## REQUIREMENTS
Rewrite the records from the line containing "is the blue" through the line containing "1097,621 -> 1255,896", both ends included, with the request kept. Shift every coordinate in the answers by adding -145 to it.

## RECORD SET
================================
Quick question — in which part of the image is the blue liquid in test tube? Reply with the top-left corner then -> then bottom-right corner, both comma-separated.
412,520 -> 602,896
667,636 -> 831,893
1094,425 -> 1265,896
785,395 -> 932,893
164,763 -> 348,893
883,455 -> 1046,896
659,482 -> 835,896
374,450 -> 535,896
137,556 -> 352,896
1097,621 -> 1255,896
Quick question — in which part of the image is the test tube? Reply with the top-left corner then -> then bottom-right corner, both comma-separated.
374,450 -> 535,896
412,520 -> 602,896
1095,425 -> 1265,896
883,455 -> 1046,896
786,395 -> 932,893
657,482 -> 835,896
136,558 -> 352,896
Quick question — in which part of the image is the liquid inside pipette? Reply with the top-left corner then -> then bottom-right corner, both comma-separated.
================================
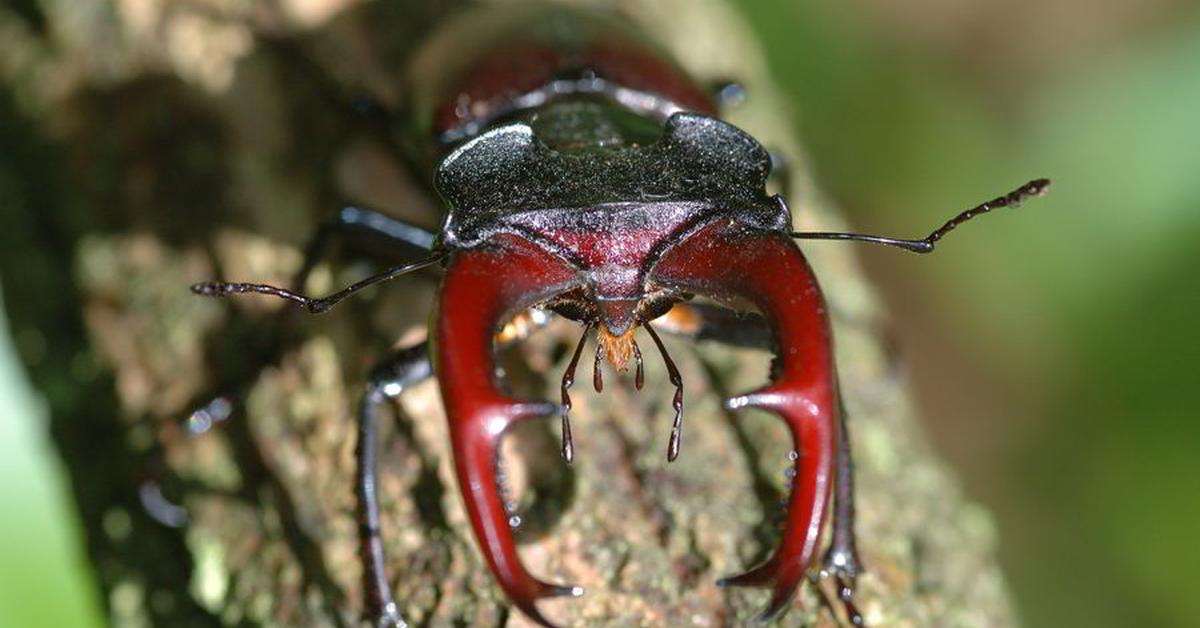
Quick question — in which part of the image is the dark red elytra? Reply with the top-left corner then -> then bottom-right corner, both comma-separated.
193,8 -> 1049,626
================================
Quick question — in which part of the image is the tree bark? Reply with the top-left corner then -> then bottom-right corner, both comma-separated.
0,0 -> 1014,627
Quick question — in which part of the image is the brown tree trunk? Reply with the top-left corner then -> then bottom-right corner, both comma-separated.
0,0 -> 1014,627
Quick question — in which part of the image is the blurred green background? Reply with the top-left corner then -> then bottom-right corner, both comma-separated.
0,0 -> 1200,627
================================
## ANSWER TO THIS TASK
Quick question — in which part of the image is the blue liquid in test tube? Reply with the top-left corner then -> then bottom-right corner, both comma-separated.
267,375 -> 457,751
522,491 -> 686,748
949,280 -> 1120,751
640,250 -> 787,748
19,618 -> 203,748
738,310 -> 901,751
514,337 -> 690,751
229,305 -> 390,751
-8,411 -> 207,751
952,476 -> 1110,751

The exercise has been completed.